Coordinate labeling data

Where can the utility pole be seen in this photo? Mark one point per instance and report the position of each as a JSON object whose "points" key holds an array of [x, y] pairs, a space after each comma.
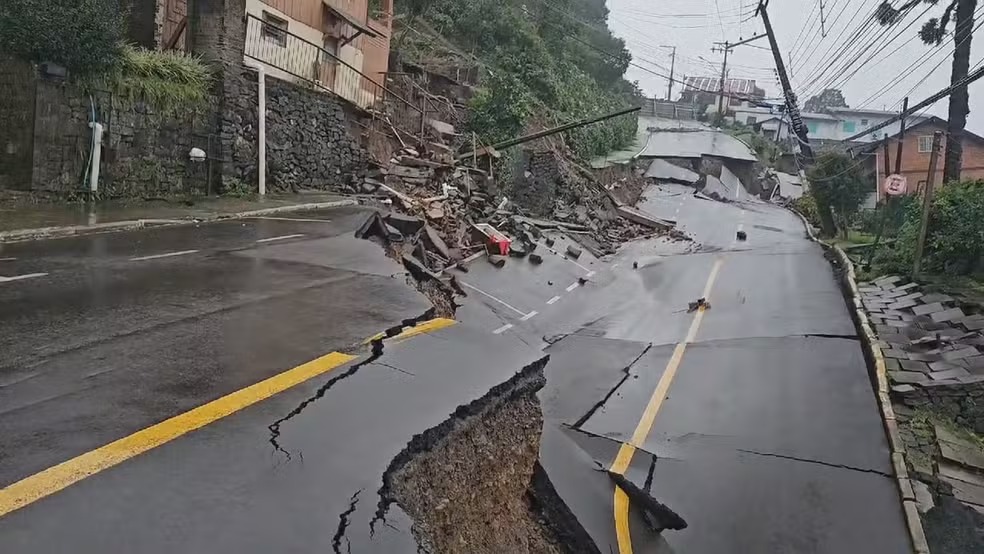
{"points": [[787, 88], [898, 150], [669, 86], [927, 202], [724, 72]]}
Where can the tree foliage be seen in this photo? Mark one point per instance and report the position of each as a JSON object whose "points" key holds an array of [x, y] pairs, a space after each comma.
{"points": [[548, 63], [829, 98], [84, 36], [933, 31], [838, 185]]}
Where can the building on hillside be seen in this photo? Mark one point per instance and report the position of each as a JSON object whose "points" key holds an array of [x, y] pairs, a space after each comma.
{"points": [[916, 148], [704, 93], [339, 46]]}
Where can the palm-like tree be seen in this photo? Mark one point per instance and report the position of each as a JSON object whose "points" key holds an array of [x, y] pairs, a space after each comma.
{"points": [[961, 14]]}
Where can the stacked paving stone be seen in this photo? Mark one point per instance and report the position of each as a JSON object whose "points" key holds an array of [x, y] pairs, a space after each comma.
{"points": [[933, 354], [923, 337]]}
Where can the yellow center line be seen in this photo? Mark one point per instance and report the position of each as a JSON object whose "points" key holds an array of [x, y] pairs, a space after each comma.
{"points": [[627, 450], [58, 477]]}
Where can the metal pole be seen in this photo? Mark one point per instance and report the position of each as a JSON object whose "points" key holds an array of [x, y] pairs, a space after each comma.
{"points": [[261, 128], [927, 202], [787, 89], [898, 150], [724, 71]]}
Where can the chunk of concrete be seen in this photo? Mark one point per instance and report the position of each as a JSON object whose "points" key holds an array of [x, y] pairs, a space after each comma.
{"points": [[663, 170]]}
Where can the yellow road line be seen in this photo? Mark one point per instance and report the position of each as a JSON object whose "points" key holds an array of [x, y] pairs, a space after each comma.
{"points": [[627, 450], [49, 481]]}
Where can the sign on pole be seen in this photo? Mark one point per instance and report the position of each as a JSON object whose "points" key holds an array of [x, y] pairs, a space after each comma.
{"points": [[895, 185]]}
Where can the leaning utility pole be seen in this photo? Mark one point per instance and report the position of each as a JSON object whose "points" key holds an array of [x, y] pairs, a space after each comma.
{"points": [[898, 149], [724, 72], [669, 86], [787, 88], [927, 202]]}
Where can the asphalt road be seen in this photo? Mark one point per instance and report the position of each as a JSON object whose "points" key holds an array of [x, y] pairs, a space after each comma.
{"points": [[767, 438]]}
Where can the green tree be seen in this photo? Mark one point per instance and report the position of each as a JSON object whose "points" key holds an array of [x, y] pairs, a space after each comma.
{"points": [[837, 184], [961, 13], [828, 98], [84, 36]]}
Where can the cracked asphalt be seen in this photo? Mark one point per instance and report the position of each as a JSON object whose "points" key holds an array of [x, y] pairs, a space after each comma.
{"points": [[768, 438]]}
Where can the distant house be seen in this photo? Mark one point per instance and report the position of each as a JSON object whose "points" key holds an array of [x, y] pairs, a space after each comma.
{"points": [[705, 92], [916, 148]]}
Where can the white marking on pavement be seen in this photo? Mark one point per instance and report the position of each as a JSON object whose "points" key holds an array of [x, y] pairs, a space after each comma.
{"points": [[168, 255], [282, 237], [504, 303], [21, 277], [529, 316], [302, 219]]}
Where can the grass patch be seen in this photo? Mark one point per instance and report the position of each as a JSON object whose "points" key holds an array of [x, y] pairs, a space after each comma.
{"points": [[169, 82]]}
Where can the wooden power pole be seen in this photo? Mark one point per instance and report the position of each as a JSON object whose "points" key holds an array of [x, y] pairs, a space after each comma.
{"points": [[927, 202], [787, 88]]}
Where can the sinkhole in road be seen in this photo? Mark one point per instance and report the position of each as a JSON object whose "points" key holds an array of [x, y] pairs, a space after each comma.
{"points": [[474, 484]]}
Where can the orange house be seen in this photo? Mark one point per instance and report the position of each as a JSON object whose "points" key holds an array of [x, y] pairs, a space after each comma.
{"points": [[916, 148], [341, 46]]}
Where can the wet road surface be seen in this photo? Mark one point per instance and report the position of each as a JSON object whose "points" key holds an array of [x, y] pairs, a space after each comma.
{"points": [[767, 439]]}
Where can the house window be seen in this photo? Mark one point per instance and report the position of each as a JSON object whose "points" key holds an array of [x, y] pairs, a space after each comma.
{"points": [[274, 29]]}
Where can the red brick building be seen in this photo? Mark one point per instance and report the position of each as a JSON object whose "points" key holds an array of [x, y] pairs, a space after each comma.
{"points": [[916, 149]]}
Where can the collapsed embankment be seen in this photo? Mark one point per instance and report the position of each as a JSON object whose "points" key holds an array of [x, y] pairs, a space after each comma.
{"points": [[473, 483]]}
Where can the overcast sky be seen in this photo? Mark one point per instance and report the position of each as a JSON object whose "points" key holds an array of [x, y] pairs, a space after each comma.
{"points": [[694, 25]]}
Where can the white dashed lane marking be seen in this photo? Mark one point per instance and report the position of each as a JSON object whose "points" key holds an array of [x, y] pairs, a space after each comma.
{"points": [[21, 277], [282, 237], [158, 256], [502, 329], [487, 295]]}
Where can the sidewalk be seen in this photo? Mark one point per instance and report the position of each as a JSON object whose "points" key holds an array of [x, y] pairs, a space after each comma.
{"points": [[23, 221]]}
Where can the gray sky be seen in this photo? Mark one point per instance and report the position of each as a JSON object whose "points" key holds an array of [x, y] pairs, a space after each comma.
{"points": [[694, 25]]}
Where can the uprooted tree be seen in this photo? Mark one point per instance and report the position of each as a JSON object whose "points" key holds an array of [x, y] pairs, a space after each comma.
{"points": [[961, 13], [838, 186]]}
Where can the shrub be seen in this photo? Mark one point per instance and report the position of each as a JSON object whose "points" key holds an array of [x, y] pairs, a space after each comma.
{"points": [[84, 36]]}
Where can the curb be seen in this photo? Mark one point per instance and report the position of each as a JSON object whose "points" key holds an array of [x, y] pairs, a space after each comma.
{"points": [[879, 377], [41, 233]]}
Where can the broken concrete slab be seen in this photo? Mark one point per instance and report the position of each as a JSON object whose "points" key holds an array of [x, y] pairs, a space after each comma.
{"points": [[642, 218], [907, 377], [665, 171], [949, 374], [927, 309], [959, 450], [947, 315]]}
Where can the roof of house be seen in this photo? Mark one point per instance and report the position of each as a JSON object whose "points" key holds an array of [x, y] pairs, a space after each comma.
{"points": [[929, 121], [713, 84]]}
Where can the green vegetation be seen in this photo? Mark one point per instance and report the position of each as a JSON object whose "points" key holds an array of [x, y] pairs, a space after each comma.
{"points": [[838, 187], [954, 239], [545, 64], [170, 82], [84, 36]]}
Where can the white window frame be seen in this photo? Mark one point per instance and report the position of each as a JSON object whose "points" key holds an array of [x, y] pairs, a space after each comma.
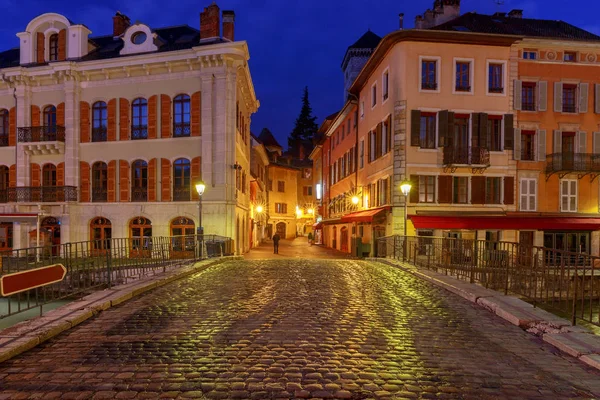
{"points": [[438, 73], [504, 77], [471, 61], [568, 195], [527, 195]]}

# WRITTEN REQUEST:
Exclude the pictures and repeat every other part of the records word for word.

# REPLY TO THE TASK:
Where can the utility pole be seen in this photo? Mark one point per instance and report the position of each as a JSON object whose "points" key holds an array of [x, y] pairs, a space after each comma.
{"points": [[787, 88], [898, 150], [669, 86], [927, 202], [724, 72]]}
Where can the tree foliage be seen in this photo? Mark one point per instance and report the position of each as a JSON object whose "points" key holds an array of [x, y] pairs, a space after each comma.
{"points": [[548, 63], [829, 98], [84, 36], [933, 31], [838, 185]]}
Where can the building on hillside be seen in this photo? Mark one point per instance and report the position of each as a JSON object whose "points" key holds an array of [x, y] pairs, a space after each comma.
{"points": [[916, 148], [704, 93], [339, 46]]}
Where can the palm-like tree be seen in this photo? Mark one point per instance and report the position of each as a JSON object whose "points" key holds an array of [x, y] pairs, a space after each comma.
{"points": [[961, 14]]}
Where can the stacked paving stone be seen in this photo? Mark one point per instance and report the position of each as a JSON object whose "points" key holds an array of [x, y] pairs, a space after each comma.
{"points": [[933, 354], [923, 337]]}
Where can the yellow center line be seen in this photo? Mark one point per instance and report the position of each as a JSON object whose "points" key holds an array of [x, y] pairs, a space after each comma.
{"points": [[627, 450], [58, 477]]}
Where can the metal pole be seen in this photo? Mark one point per instance and report the position of each as a JSON object whose "points" key holds an array of [x, y] pairs, a space after each comma.
{"points": [[261, 128], [927, 202], [787, 89], [898, 150], [724, 71]]}
Where can the chunk of concrete be seen in this photo? Mark one point per instance and report the position of each as a JSON object whose "points" key holds an array of [x, y] pairs, a space after each comma.
{"points": [[663, 170]]}
Where can the yellow road line be seen in this photo? Mark one point per instance and report the position of each as a JSON object whose "points" key holds an array of [x, y] pairs, a space after each comma.
{"points": [[627, 450], [49, 481]]}
Where can the sign on pole be seen in this photo? Mark one point per instance and report the position of each as a JSON object whose "points" key holds an array of [x, y] pairs, a space after each comma.
{"points": [[895, 185]]}
Where can the leaning utility pole be seen in this photo? Mark one point per instance and report the position of each as a JSON object whose "points" key holds an array of [x, y] pairs, a space after each comma.
{"points": [[898, 149], [724, 72], [669, 86], [787, 88], [927, 202]]}
Where can the asphalt road be seen in this photo? Mark one point per instance and report the position of each as a JSON object whose "points" key holds an array of [x, y] pairs, a space after each comma.
{"points": [[767, 438]]}
Where can the green tree be seen in this photo? Mark one point per instance and report the position of each as a JSON object whose "points" key holds an array of [x, y] pairs, a space after each comma.
{"points": [[837, 184], [961, 13], [828, 98], [84, 36]]}
Where can the cracked asphalt be seen in this photo? Mark one point per instance and report the position of each as a JSON object whose "points" key holds an array of [x, y] pairs, a space after each comma.
{"points": [[768, 438]]}
Where can the distant house be seen in this photo? Mark one point per instance and report the position of each as a JSON object whose "points" key holds an array of [x, y] pairs, a space after each comma.
{"points": [[705, 92], [916, 148]]}
Where can the white marking on pavement be seen in this photo? Mark one point per instance and report the position of each as a JSON object whose "points" key holds an array of [x, y] pairs, a space after each comma.
{"points": [[168, 255], [282, 237], [504, 303], [21, 277], [529, 316], [302, 219]]}
Where can the grass patch be seen in this photo? Mark one point per instance and report the position of each as a JSON object whose "points" key holds an array of [x, y] pairs, a space after each comma.
{"points": [[169, 82]]}
Where can the wooden power pole be seen in this photo? Mark one point per instance and report the position of each as a JSON object whose "points" key holds an array of [x, y] pairs, a space after each comma.
{"points": [[927, 202], [787, 88]]}
Where can the sinkhole in road be seen in this photo? Mark one point per instance and report the position of each as a JSON object whose "points" key holds an array of [x, y] pairs, a space after each comma.
{"points": [[474, 484]]}
Where can the orange house be seen in this photo? Mark one point per instance and report the position of each as a JSON object whose "points" key holds an array of [x, y] pairs, a space after each comma.
{"points": [[916, 148], [341, 46]]}
Where can the wet road surface be seen in this photo? Mark one point per instance and report the position of each as a JSON object whose "points" key holds an array of [x, y] pairs, a space after each comma.
{"points": [[767, 439]]}
Where can the house window be seen in this photo? Mark one point per instance and report the position of each as a JSON object whose "points" key holds an array of [x, y] pairs, a space after each comma.
{"points": [[274, 29]]}
Where can the red brick building be seen in this photo? Mark one point per instance and report the position of each as a JSON object whose "points" key holds an array of [x, y] pairs, a space after each comma.
{"points": [[916, 149]]}
Where can the collapsed embankment be seen in this photo? Mark one point per instance and report the position of each as a JSON object whose "points" key holds an array of [x, y] pairs, a space after each comma.
{"points": [[473, 483]]}
Where can the overcast sky be seen in this photo? Mark one point per instance and report the position of each as a JSON object whose "points" key holds an array of [x, y] pairs, a space after each comma.
{"points": [[694, 25]]}
Where can the white dashed lane marking be seen in this photo? Mark one point per instance and report the position of each as a JSON object whose "points" key holds an array of [x, y] pairs, a space after each comma.
{"points": [[21, 277], [282, 237], [158, 256], [502, 329], [487, 295]]}
Where can the sidewalk be seen in this photo? Mark one point per instance and report the position of each as a JSON object whose "points" key holds an array of [x, y] pairs, a space after each comma.
{"points": [[23, 221]]}
Where can the gray sky be seen in this photo? Mark one point per instance and report the position of each as a JSON object whose "points" key holds an array of [x, y] pairs, a space after each comma.
{"points": [[694, 25]]}
Where can the uprooted tree be seen in this photo? Mark one point per instance and report the position of each as a JSON object whose "points" key holds an array of [x, y] pairs, a space after each comma.
{"points": [[961, 13], [838, 186]]}
Where can the shrub be seen in this photo? Mark one point per instance and report the position of each as a JSON object whose "points" key holds an array of [x, y] pairs, a space after each comma.
{"points": [[84, 36]]}
Where can the curb be seen in this photo? Mark one point per instance and report the position of each as a JSON object whose "points" key holds an array of [x, y] pairs, a space after each comma.
{"points": [[879, 377], [41, 233]]}
Where can the broken concrete slab be seen in this photo? Mark one point per instance and report the position of each as a JSON object whose "points" key holds an array of [x, y] pairs, a space after each comma.
{"points": [[642, 218], [907, 377], [665, 171], [949, 374], [927, 309], [959, 450], [947, 315]]}
Where can the roof of house be seen in this photo? Mark one point per instance and report the position of each as a JSON object whose "points" key holds an array of [x, y] pairs, a space after each comma.
{"points": [[929, 121], [713, 84]]}
Where can the green vegetation be seen in this photo? Mark one point per instance and report the position of each as a JSON object whose "points" key holds an array of [x, y] pairs, a space after each comma.
{"points": [[838, 187], [954, 239], [545, 64], [170, 82], [84, 36]]}
Where can the white window frame be seen in this photo? Mark one point per instance and report the position of each as a JSON object whose "points" key holds an array of [x, y] pairs, a space after each comma.
{"points": [[438, 73], [504, 77], [471, 61], [568, 195], [527, 195]]}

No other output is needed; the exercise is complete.